Work to complete: Every record is to be restated exactly, with nothing left out.

Given data:
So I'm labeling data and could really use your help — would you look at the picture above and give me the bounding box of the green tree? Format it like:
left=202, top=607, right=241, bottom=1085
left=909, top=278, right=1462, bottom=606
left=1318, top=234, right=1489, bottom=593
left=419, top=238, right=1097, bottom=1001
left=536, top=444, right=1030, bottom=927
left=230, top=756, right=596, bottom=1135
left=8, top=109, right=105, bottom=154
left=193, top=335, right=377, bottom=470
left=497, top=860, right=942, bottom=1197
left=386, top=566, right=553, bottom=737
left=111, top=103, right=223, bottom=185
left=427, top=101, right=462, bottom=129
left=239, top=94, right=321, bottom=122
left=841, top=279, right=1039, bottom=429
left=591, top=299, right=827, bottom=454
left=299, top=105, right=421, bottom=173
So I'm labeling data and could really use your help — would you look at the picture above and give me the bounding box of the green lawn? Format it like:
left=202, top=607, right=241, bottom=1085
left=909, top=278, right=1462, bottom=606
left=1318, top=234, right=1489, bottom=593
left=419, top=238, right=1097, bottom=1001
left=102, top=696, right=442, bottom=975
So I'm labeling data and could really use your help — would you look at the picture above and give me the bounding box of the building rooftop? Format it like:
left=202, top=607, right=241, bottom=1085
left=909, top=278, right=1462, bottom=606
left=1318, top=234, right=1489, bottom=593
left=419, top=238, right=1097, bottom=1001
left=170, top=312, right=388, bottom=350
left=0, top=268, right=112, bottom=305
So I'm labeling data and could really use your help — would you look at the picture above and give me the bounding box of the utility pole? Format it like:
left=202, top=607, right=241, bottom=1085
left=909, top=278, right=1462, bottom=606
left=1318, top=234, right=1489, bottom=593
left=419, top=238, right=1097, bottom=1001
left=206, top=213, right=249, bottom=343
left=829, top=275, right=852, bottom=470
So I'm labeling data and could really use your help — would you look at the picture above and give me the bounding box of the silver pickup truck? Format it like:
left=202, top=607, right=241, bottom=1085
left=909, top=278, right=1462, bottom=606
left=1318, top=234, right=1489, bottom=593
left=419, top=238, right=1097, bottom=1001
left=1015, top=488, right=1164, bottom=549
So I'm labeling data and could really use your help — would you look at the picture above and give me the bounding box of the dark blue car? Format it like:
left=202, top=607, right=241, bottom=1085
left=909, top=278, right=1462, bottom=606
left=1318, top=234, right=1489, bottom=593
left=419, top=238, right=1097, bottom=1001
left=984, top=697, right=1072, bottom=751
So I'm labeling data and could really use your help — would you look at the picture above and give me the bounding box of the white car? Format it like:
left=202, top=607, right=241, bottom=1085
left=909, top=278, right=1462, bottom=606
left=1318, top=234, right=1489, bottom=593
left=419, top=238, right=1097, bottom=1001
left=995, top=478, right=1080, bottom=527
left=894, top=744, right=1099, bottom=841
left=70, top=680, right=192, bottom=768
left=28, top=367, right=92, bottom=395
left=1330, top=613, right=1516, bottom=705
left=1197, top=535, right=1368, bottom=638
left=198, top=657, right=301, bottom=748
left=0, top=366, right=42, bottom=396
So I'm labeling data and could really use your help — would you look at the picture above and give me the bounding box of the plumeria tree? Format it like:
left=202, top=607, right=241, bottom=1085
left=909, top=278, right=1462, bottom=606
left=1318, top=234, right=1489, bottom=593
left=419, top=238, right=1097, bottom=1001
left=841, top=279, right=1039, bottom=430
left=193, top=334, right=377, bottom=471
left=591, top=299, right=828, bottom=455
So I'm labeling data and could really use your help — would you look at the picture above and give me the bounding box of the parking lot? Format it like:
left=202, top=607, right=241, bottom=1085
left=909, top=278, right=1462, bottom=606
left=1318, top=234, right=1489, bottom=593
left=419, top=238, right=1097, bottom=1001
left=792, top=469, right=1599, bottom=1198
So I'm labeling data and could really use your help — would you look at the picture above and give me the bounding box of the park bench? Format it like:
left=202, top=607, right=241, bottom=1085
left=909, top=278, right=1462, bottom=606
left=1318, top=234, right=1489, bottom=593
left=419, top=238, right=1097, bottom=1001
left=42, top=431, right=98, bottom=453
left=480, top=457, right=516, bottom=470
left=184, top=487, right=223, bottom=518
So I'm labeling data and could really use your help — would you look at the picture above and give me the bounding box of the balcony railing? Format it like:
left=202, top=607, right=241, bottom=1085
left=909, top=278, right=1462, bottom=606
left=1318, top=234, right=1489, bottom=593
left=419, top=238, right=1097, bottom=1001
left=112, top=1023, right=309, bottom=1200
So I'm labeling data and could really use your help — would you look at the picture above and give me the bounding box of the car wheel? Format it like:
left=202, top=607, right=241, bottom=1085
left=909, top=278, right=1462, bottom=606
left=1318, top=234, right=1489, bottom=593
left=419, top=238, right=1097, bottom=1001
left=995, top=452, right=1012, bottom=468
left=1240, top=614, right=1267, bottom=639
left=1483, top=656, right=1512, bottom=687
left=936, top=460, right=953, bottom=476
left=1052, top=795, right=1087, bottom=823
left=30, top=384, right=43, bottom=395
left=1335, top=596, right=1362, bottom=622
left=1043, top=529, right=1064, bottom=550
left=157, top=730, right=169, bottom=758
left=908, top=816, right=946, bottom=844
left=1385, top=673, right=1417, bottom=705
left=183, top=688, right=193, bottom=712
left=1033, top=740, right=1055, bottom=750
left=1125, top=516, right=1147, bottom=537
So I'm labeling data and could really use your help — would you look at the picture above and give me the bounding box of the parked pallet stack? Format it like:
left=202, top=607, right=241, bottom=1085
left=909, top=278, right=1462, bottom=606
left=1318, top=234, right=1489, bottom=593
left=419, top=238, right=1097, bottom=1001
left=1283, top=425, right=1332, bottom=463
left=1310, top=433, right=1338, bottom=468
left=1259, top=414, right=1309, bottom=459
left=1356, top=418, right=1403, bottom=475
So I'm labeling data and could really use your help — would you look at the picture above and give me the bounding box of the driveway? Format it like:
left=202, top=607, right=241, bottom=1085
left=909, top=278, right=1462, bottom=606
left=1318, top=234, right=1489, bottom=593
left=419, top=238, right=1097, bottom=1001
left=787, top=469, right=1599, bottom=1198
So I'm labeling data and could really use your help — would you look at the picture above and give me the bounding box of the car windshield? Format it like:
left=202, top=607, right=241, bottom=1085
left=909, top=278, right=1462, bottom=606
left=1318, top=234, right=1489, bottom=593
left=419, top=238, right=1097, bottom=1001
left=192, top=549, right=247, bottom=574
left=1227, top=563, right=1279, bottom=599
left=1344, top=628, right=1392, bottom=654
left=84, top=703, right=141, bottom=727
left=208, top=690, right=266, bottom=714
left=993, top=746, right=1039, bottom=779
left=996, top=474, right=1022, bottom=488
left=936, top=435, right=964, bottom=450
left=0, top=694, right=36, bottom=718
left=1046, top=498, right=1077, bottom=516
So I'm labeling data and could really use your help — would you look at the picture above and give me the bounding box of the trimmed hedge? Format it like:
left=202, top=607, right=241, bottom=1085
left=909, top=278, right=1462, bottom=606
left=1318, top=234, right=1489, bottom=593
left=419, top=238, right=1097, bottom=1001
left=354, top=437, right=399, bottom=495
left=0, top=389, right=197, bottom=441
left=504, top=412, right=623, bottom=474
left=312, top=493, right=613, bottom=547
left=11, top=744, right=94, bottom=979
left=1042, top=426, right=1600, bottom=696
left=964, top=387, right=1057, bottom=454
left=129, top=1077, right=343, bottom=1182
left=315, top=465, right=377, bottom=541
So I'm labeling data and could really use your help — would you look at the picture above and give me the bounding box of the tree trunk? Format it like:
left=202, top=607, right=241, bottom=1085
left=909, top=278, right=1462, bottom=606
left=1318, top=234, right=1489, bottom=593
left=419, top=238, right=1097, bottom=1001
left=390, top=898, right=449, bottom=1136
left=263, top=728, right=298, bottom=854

Answer section:
So I'm labeling data and could really use your help — would you look at the picture above and give me the bounding box of the green tree? Format it like:
left=202, top=607, right=241, bottom=1085
left=909, top=278, right=1462, bottom=606
left=1318, top=234, right=1489, bottom=593
left=419, top=238, right=1097, bottom=1001
left=536, top=444, right=1030, bottom=927
left=230, top=756, right=596, bottom=1135
left=8, top=109, right=105, bottom=154
left=193, top=335, right=377, bottom=470
left=497, top=860, right=942, bottom=1197
left=386, top=566, right=553, bottom=737
left=111, top=103, right=223, bottom=185
left=427, top=101, right=462, bottom=129
left=239, top=94, right=321, bottom=122
left=841, top=279, right=1039, bottom=429
left=591, top=299, right=827, bottom=454
left=299, top=105, right=421, bottom=173
So I'm labeling data and could really use your help — would you look at the picture above and give me the bounding box of the green lawn? Format it like:
left=202, top=607, right=241, bottom=1085
left=909, top=278, right=1462, bottom=606
left=1318, top=234, right=1489, bottom=593
left=419, top=238, right=1097, bottom=1001
left=102, top=696, right=442, bottom=975
So I'm labeling data and could really use your help — would you look at the picture above and give me the bounding box of the building rooftop? Format it like:
left=202, top=607, right=241, bottom=1085
left=909, top=278, right=1462, bottom=606
left=1318, top=234, right=1489, bottom=593
left=419, top=238, right=1097, bottom=1001
left=170, top=312, right=388, bottom=350
left=0, top=268, right=112, bottom=305
So I'm labeling data and could really use your help — would you look at the picture above and give me the bounding box of the utility pole? Format it like:
left=202, top=607, right=241, bottom=1085
left=909, top=278, right=1462, bottom=606
left=1318, top=234, right=1489, bottom=593
left=419, top=238, right=1097, bottom=1001
left=206, top=213, right=249, bottom=343
left=829, top=275, right=852, bottom=470
So I'm labeling data and could really use your help — would you look at the picture above and give me the bounding box of the silver pickup truck? Format it like:
left=202, top=607, right=241, bottom=1085
left=909, top=278, right=1462, bottom=606
left=1318, top=234, right=1489, bottom=593
left=419, top=238, right=1097, bottom=1001
left=1015, top=488, right=1164, bottom=549
So I'm labeling data and could really use your help — would you look at the picture above and give me the bounding box of the dark blue car? Format it like:
left=202, top=607, right=241, bottom=1085
left=909, top=278, right=1462, bottom=606
left=1318, top=234, right=1489, bottom=593
left=419, top=238, right=1097, bottom=1001
left=984, top=697, right=1072, bottom=751
So I'm labeling data and could really use your help — would you look at the picture above and give me the bounding box of the white car? Format it like:
left=202, top=607, right=241, bottom=1085
left=909, top=278, right=1462, bottom=606
left=1318, top=234, right=1489, bottom=593
left=419, top=238, right=1097, bottom=1001
left=995, top=478, right=1080, bottom=527
left=894, top=744, right=1099, bottom=841
left=70, top=680, right=192, bottom=768
left=28, top=367, right=92, bottom=395
left=1330, top=613, right=1516, bottom=705
left=1197, top=535, right=1368, bottom=638
left=198, top=657, right=301, bottom=748
left=0, top=366, right=42, bottom=396
So I'm labeling data and could really use your help — would you look at the picture above and give me the bounding box of the plumeria tree? Format it like:
left=202, top=607, right=241, bottom=1085
left=909, top=278, right=1462, bottom=606
left=1318, top=234, right=1489, bottom=593
left=419, top=238, right=1097, bottom=1001
left=841, top=279, right=1039, bottom=430
left=193, top=334, right=377, bottom=471
left=591, top=299, right=828, bottom=455
So I'm labeling data and could really use your help — would you look at the picture above and give me the bounding box of the parking lot? Format it like:
left=202, top=607, right=241, bottom=1085
left=909, top=278, right=1462, bottom=606
left=1318, top=234, right=1489, bottom=593
left=419, top=238, right=1097, bottom=1001
left=792, top=469, right=1599, bottom=1198
So I'm labeling data and could really use your help — would you look at the picture above and give me the bounding box of the park bench? Format it like:
left=202, top=607, right=241, bottom=1085
left=909, top=278, right=1462, bottom=606
left=1318, top=234, right=1489, bottom=593
left=419, top=238, right=1097, bottom=1001
left=42, top=431, right=98, bottom=453
left=480, top=457, right=516, bottom=470
left=184, top=487, right=223, bottom=518
So I'm labeling data and could really use your help — would you look at the picture above and give me the bounding box of the balcony railing? Format it like:
left=202, top=607, right=241, bottom=1085
left=909, top=278, right=1462, bottom=606
left=1318, top=234, right=1489, bottom=593
left=419, top=238, right=1097, bottom=1001
left=112, top=1023, right=309, bottom=1200
So I'm labeling data and could really use your help — would you look at the picture above and give me the bounding box of the car wheel? Format it like:
left=202, top=607, right=241, bottom=1085
left=909, top=278, right=1462, bottom=606
left=1318, top=234, right=1489, bottom=593
left=419, top=238, right=1097, bottom=1001
left=995, top=452, right=1012, bottom=468
left=1240, top=614, right=1267, bottom=639
left=1483, top=656, right=1512, bottom=687
left=936, top=460, right=953, bottom=476
left=1052, top=795, right=1087, bottom=823
left=30, top=384, right=43, bottom=395
left=1335, top=596, right=1362, bottom=622
left=1043, top=529, right=1064, bottom=550
left=157, top=730, right=169, bottom=758
left=908, top=816, right=946, bottom=844
left=1385, top=673, right=1417, bottom=705
left=183, top=688, right=193, bottom=712
left=1033, top=740, right=1055, bottom=750
left=1125, top=516, right=1147, bottom=537
So I'm labeling data and could really use your help — would you look at the picture above and give me the bounding box of the parked pallet stack? Format it like:
left=202, top=607, right=241, bottom=1085
left=909, top=278, right=1462, bottom=606
left=1318, top=234, right=1489, bottom=593
left=419, top=238, right=1097, bottom=1001
left=1283, top=425, right=1332, bottom=463
left=1310, top=433, right=1338, bottom=468
left=1259, top=414, right=1309, bottom=459
left=1356, top=418, right=1403, bottom=475
So I'm labeling data and could really use your help — would you look at the picture above and give me the bounding box of the driveway? Format it like:
left=202, top=607, right=241, bottom=1085
left=909, top=278, right=1462, bottom=606
left=1318, top=234, right=1489, bottom=593
left=419, top=238, right=1097, bottom=1001
left=787, top=469, right=1599, bottom=1198
So I'm labeling data and could really use your help — would you look at the picture above and give me the bounding box of the car windshield? Format it like:
left=202, top=607, right=241, bottom=1085
left=909, top=278, right=1462, bottom=606
left=1318, top=234, right=1489, bottom=593
left=419, top=238, right=1097, bottom=1001
left=192, top=549, right=247, bottom=574
left=1227, top=563, right=1279, bottom=599
left=1344, top=628, right=1392, bottom=654
left=84, top=703, right=141, bottom=727
left=208, top=690, right=266, bottom=714
left=993, top=746, right=1039, bottom=779
left=996, top=474, right=1022, bottom=488
left=936, top=435, right=964, bottom=450
left=0, top=694, right=36, bottom=718
left=1046, top=498, right=1077, bottom=516
So I'm labeling data and could really use your help — would you look at the picture above and give me the bounding box of the trimmed hedge? Format it like:
left=202, top=607, right=241, bottom=1085
left=909, top=278, right=1462, bottom=606
left=1318, top=234, right=1489, bottom=593
left=419, top=238, right=1097, bottom=1001
left=354, top=437, right=399, bottom=495
left=0, top=389, right=197, bottom=441
left=504, top=412, right=623, bottom=474
left=312, top=493, right=613, bottom=547
left=11, top=744, right=94, bottom=979
left=1042, top=426, right=1600, bottom=696
left=964, top=387, right=1057, bottom=454
left=129, top=1077, right=343, bottom=1182
left=315, top=465, right=377, bottom=541
So I'm labeling data and could really use your help — would you look at the picture above and give me the bounding box of the tree trunk? Format it like:
left=202, top=607, right=241, bottom=1085
left=909, top=278, right=1462, bottom=606
left=1318, top=234, right=1489, bottom=593
left=419, top=238, right=1097, bottom=1001
left=390, top=898, right=449, bottom=1136
left=263, top=728, right=298, bottom=854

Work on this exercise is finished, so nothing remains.